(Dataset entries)
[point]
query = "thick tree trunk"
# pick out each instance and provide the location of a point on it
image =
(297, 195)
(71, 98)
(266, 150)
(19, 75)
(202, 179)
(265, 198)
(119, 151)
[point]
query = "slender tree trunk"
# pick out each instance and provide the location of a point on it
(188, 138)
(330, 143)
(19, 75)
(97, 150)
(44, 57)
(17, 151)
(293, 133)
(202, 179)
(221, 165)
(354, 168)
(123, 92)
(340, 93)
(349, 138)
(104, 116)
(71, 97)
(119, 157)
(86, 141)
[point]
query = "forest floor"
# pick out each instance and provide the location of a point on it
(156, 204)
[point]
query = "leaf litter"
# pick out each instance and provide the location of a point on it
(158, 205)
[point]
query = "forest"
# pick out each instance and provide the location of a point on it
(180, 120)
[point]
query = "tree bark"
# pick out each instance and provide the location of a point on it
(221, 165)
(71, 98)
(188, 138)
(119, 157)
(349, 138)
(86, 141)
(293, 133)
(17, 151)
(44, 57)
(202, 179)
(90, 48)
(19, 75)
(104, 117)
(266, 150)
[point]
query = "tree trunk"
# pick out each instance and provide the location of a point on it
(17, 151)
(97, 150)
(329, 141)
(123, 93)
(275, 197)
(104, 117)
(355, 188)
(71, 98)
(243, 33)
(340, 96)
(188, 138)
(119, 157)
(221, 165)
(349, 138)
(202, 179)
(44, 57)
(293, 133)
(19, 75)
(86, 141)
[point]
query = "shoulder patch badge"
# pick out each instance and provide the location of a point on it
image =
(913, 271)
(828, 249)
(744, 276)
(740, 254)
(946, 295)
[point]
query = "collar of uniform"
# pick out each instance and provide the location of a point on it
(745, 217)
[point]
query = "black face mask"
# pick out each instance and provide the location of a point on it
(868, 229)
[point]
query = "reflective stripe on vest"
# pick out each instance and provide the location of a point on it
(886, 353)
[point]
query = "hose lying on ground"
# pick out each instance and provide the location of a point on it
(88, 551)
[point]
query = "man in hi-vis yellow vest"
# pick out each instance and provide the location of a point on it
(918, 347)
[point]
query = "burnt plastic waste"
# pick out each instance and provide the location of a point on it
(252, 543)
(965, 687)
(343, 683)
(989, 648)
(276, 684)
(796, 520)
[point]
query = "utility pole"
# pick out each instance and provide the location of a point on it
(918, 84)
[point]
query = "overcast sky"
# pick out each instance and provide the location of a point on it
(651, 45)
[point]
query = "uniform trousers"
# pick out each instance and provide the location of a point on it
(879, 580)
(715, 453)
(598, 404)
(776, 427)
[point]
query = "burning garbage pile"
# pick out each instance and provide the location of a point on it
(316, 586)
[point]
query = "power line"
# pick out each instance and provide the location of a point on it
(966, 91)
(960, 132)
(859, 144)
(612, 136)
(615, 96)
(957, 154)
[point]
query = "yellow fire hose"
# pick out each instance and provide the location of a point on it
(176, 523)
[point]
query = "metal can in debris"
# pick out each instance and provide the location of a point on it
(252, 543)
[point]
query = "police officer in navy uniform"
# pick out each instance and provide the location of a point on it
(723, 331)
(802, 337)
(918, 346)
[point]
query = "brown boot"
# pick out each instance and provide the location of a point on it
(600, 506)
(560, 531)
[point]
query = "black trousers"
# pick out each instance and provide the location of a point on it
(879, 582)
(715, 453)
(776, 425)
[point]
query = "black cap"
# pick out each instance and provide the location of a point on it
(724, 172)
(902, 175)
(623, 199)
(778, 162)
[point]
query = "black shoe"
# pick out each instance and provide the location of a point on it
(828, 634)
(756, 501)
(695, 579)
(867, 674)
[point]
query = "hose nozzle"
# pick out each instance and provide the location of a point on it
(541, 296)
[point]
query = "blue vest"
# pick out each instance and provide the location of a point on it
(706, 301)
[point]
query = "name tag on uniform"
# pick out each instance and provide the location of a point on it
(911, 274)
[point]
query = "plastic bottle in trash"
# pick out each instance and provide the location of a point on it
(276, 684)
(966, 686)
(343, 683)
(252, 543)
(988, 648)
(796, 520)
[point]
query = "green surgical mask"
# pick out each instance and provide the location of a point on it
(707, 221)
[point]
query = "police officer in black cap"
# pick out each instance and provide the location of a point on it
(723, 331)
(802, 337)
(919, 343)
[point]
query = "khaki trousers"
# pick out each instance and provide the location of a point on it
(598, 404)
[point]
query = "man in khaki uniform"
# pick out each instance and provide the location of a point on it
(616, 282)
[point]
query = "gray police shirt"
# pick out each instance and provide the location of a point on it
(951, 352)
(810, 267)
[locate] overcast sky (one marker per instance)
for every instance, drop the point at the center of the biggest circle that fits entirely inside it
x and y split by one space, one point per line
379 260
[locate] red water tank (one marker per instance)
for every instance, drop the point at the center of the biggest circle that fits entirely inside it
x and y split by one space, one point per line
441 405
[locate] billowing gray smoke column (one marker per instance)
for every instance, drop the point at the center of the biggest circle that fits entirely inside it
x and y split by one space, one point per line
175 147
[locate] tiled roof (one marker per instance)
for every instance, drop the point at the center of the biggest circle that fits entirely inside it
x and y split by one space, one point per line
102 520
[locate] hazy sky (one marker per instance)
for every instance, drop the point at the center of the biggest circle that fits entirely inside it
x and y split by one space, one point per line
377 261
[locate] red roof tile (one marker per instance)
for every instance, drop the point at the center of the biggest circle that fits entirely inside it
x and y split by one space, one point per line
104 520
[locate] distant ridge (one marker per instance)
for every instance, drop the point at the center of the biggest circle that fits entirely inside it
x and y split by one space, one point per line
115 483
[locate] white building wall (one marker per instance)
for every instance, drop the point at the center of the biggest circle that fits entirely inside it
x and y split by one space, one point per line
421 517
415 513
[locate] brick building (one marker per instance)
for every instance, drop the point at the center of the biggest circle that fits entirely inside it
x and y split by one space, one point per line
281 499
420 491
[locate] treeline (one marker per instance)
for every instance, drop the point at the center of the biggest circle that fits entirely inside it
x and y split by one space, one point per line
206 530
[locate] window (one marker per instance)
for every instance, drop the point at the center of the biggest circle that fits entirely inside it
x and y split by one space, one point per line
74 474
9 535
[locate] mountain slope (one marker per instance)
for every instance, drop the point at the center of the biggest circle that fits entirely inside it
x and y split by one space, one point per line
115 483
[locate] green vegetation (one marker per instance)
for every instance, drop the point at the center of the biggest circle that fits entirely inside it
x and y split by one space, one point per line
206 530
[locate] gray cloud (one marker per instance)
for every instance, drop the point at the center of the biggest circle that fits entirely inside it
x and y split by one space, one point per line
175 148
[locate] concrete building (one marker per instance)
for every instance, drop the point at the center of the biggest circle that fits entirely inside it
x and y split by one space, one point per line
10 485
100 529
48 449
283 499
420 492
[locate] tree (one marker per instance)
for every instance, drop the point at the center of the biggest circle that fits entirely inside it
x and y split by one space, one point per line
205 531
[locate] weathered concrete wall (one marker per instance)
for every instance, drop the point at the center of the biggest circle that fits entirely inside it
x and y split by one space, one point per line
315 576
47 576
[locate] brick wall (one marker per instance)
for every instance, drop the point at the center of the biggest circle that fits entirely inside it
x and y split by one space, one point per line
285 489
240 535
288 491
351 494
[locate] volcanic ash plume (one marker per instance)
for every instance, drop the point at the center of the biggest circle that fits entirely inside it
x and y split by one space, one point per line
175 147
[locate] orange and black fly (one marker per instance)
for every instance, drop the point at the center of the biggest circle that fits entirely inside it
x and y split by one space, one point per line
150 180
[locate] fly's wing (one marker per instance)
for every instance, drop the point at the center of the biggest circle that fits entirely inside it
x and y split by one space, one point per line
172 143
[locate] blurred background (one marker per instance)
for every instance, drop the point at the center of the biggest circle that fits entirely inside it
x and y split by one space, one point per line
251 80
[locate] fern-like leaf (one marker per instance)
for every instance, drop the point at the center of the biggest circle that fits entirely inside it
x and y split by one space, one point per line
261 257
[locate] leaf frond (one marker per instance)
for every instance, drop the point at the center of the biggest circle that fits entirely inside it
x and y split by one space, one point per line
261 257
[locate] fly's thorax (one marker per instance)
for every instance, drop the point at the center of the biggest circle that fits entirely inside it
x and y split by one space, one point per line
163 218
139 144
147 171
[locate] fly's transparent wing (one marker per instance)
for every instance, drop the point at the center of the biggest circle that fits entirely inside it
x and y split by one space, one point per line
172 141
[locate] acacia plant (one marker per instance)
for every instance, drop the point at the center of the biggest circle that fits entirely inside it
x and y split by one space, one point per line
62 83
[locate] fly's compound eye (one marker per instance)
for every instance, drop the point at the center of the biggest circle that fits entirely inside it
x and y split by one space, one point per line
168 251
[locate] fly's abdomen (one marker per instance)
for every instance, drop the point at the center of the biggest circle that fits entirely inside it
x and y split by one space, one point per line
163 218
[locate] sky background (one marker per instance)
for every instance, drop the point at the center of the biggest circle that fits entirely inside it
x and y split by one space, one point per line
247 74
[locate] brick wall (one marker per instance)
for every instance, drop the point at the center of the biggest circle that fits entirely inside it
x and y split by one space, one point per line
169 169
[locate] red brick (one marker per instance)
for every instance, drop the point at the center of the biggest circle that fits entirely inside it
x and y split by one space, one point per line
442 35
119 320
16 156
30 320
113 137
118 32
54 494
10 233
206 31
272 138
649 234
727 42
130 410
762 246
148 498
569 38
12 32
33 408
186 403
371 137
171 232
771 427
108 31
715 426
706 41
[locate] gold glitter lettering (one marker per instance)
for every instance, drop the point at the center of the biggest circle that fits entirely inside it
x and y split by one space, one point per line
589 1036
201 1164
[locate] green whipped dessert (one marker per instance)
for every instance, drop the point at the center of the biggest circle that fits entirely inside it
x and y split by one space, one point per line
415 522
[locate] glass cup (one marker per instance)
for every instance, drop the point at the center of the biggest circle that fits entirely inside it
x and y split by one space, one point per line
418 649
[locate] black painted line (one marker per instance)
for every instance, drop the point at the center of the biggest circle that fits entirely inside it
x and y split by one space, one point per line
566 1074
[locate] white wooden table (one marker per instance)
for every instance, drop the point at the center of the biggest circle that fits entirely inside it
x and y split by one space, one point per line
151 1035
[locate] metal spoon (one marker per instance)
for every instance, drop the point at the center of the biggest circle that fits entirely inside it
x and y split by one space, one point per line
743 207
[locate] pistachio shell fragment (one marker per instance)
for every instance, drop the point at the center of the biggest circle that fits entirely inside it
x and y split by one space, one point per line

** EXERCISE REQUIREMENTS **
Reply with the number of lines in the entries that hold the word "trousers", and add no other words.

** OUTPUT FOR THIS TASK **
3